▶ [QUESTIONS ON THE MATERIAL]:
1. According to the rambutan peel introduction, which rambutan cultivar has long been known as the most popular in Thailand?
2. Resume the rambutan peel introduction, starting after its last sentence.

▶ [DOCUMENT SEGMENT]:

Start of Block

Keywords: antioxidant, antibacterial, bioactive compounds, GC-MS, FT-IR, rambutan

1. Introduction

Rambutan (Nephelium lappaceum L.) is an economically important tropical fruit widely cultivated in south-east Asia and the cultivar “Rong Rian” or Nasan School Rambutan has long been known as the most popular and delicious rambutan in Thailand. Thailand is one of the world’s leading producers and exporters of the rambutan fruit and a variety of rambutan products, especially canned rambutan in syrup. Thus, large amounts of rambutan peels were uselessly discarded and considered as biological wastes [1,2]. Previous studies have reported that peels of rambutan contain phytochemical compounds including flavonoids, saponin, tannins, geraniin, ellagic acid, and corilagin that act as a potential of antioxidant and antibacterial activities [3,4]. Moreover, the antidiabetic and antihypercholesterolemic activities of rambutan peel extract (RPE) has been described [5]. The amount and variety of phytochemical compounds may differ depending on several factors, such as the region or country of cultivation, geographical climate, and soil condition [6]. Therefore, investigations into the phytochemical compounds and biological activities of rambutan peels are still necessary for their potential applications.

Food safety is a major health concern. Unsafe food may be contaminated with microorganisms and/or chemical substances. Some strains of bacteria can cause food spoilages and food poisoning diseases in human, e.g., Bacillus spp., Clostridium perfringens, Staphylococcus aureus, Vibrio spp., Escherichia coli, Pseudomonas spp., and Salmonella sp. [7]. To reduce or eliminate food-associated pathogens, chemicals or antibiotics are used, and these may damage the health of workers, environments, and other organisms [8]. The discovery of bioactive compounds from plant, especially agricultural wastes, as the alternatives to chemicals and antibiotics is interesting because various parts of plants contain bioactive compounds known as phytochemicals that exhibit the antimicrobial activity, antioxidant activity, and other activities that benefit human [9]. Rambutan fruit peels are considered as wastes and contain such powerful anti-bacteria and antioxidants. In this regard, many studies reported about the antibacterial activity of rambutan peel extract against S. aureus, S. epidermidis, Listeria monocytogenes, E. coli, V. campbellii, V. cholerae, V. parahaemolyticus, V. anguillarum, P. aeruginosa, S. enteritidis, and Enterococcus faecalis [5,10]. Antioxidants refer to the compounds that act as the reducing agents of free radicals which are harmful to the human body. It has been reported that free radicals contributed to aging, heart diseases, cancer, and other diseases [11]. In rambutan peel, phenolic and flavonoid compounds (i.e., ellagitannins, phenolic acid, quercetin, and gallotannin) were related to its antioxidant activity. In addition, the presence of vitamin compounds in the peel of rambutan is also involved in the antioxidant activity [12,13]. Thus, the aims of this study are to extract and identify the bioactive compounds from peels of Nasan School Rambutan and investigate its antibacterial, antioxidant, and cytotoxic activities.

End of Block

▶ [DATASET CONTENT]:
Start of Block

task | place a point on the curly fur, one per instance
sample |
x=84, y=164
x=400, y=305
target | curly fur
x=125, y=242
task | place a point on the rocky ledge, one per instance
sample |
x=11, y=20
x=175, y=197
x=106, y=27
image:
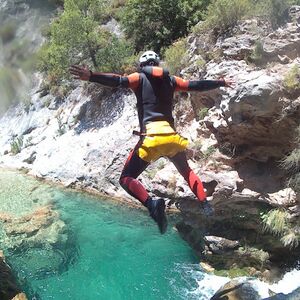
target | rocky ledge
x=238, y=137
x=9, y=289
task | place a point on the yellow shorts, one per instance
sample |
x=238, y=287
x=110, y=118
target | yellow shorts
x=161, y=144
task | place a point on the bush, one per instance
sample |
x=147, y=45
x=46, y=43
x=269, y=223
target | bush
x=275, y=11
x=116, y=56
x=156, y=24
x=175, y=57
x=291, y=163
x=8, y=31
x=277, y=222
x=76, y=38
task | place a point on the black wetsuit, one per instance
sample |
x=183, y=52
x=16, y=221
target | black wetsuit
x=154, y=89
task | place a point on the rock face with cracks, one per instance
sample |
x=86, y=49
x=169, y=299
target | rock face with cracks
x=238, y=137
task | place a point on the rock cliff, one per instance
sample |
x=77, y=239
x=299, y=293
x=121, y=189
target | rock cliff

End of Block

▶ [ANSWERS BY ITEM NUMBER]:
1. The cultivar "Rong Rian," also called Nasan School Rambutan.

2.
2. Materials and Methods

2.1. Bacterial Strains

Food pathogenic and spoilage bacteria used in this study were B. subtilis PSU4655, B. cereus PSU3874, S. aureus ATCC25923, V. cholerae PSU6072, V. parahaemolyticus ATCC17802, Salmonella sp. PSU411, E. coli ATCC25922, Pseudomonas aeruginosa ATCC27853, and P. fluorescens PSU6074. All isolates were recovered from the microbial culture collection, Division of Biological Science, Prince of Songkla University, and were preserved in 20% glycerol at −80 °C.

2.2. Chemicals

The reagents used for antioxidant activity assay were 2,2-diphenyl-1-picrylhydrazyl (DPPH), 2,2′-azino-bis-(3-ethylbenzothiazoline-6-sulfonic acid (ABTS), 6-hydroxy-2,5,7,8-tetramethylchroman-2-carboxylic acid (Trolox), and potassium persulfate (K2S2O8), purchased from Sigma Aldrich (Darmstadt, Germany).

2.3. Preparation of Dried Rambutan Peels

Nasan School Rambutan (Ngo Rong Rean) used in this study were obtained directly from farm in Surat Thani province, southern Thailand, during fruiting season (July–September). Fresh rambutan peels were washed under running tap water and dried by hot air oven at 40 °C for 3 days or until dried. The dried rambutan peels were kept in a dry condition in the dark at room temperature until extraction.

2.4. Extraction of Rambutan Peel Extract (RPE) by Water Extraction

Dried rambutan peels were saturated in water using the method described by Hernandez et al. [7] with some modifications. Briefly, 100 g of dried rambutan peels was soaked in 500 mL of hot distilled water at 60 °C in ratio 1:5. The mixture was placed in a heating oven at 60 °C for 30 min. Before concentration of the extract, the peels were removed by filtrating through double layers of muslin. The solution was concentrated by freeze dryer (Martin Christ, Osterode am Harz, Germany). Briefly, the solution was frozen at −80 °C for 24 h. After freezing, frozen sample was placed in the freeze dryer at −45 °C for 5 days. The freeze-dried extract was stored at 4 °C in dark condition until further use. The extract yield of dried peels was expressed as mg of dried extract per g of dried peel matter.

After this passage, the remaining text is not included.